# Document section
"""

The UN estimated 200-plus civilian deaths from US-Iran strikes as of June 10. Iran's health ministry claimed more than 400. No independent verification is possible [1]. The information vacuum is not a side effect of the war — it is a consequence of Iran's internet blackout, now in its 88th day, which has made independent reporting from inside the country nearly impossible.
The paper's prior account of the escalation cycle documented the strikes that produced these casualties [2]. The numbers have grown, but the fundamental problem remains: in a blackout, every casualty figure is an estimate, and every estimate serves someone's narrative. The UN uses satellite imagery and cross-border reporting. Iran's government uses hospital records that cannot be independently checked. X accounts use whatever emerges from the darkness — unverified video, secondhand reports, emotional testimony that may or may not reflect reality.
CNN's investigation compiled evidence suggesting US military responsibility for a strike on an elementary school in southern Iran [3]. The report was based on satellite imagery, debris analysis, and witness accounts from cross-border sources. It is the closest thing to independent verification available — and it took weeks to produce.
On X, the casualty discourse has split into two camps: those who cite Iranian government figures as undercounts of the real toll, and those who cite them as exaggerated propaganda. Neither position can be verified. The information environment is designed to produce exactly this paralysis — a fog of war so thick that even basic facts become contested [4].

"""

# Study material
"""

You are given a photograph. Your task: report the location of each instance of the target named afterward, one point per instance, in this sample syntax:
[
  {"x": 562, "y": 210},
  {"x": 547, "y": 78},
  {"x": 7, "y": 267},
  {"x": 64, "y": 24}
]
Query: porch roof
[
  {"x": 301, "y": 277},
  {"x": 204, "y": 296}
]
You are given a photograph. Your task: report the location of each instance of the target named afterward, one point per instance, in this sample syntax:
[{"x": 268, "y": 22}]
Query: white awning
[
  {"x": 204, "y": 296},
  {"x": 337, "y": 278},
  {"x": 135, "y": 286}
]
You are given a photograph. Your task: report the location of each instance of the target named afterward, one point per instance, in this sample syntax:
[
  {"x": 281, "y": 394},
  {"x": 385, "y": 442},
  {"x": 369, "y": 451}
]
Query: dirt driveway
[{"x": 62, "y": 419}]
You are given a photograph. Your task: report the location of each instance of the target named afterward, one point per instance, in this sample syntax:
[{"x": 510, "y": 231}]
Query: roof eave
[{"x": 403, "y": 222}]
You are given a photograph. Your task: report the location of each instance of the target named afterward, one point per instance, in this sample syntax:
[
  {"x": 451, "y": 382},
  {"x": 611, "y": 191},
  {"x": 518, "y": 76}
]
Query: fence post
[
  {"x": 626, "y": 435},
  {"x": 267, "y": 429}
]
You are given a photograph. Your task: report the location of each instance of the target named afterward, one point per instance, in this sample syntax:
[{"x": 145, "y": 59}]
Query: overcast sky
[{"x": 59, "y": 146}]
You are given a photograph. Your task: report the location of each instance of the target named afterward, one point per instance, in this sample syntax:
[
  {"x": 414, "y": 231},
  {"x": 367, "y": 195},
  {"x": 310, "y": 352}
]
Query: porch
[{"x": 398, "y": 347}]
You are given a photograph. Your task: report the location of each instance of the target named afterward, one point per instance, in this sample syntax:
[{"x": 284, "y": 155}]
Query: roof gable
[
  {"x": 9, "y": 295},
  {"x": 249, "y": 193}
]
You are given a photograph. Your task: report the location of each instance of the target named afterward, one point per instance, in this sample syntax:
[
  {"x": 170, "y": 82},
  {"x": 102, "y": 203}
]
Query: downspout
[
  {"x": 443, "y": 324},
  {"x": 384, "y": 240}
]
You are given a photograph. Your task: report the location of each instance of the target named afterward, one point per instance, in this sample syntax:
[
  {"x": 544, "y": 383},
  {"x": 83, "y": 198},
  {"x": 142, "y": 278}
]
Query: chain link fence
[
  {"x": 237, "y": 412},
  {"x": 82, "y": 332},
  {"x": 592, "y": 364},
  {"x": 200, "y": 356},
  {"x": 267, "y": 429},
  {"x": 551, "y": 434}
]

"""

# What is expected
Pick up the piece on casualty counts under Iran's internet blackout and continue it past its final paragraph.

# Result of the exercise
The humanitarian dimension transcends the information war. Hospital systems in strike-affected areas are operating without adequate supplies. Medical workers report shortages of blood, antibiotics, and surgical equipment. The blackout compounds the crisis: hospitals cannot coordinate logistics, request supplies, or transmit patient data to the outside world [1].
Al Jazeera's early coverage established the baseline: more than 1,300 Iranians killed in the first week alone, with children accounting for 30% of the dead [3]. That figure preceded the internet blackout. The numbers that have followed are less reliable, not because the deaths are less real, but because the systems that would verify them have been dismantled.
The moral cost of the war is being tallied by people who cannot see the ledger. The paper names this gap not to diminish the casualties but to acknowledge the conditions under which they are being counted. Every number in this story is an approximation. The approximations are all we have.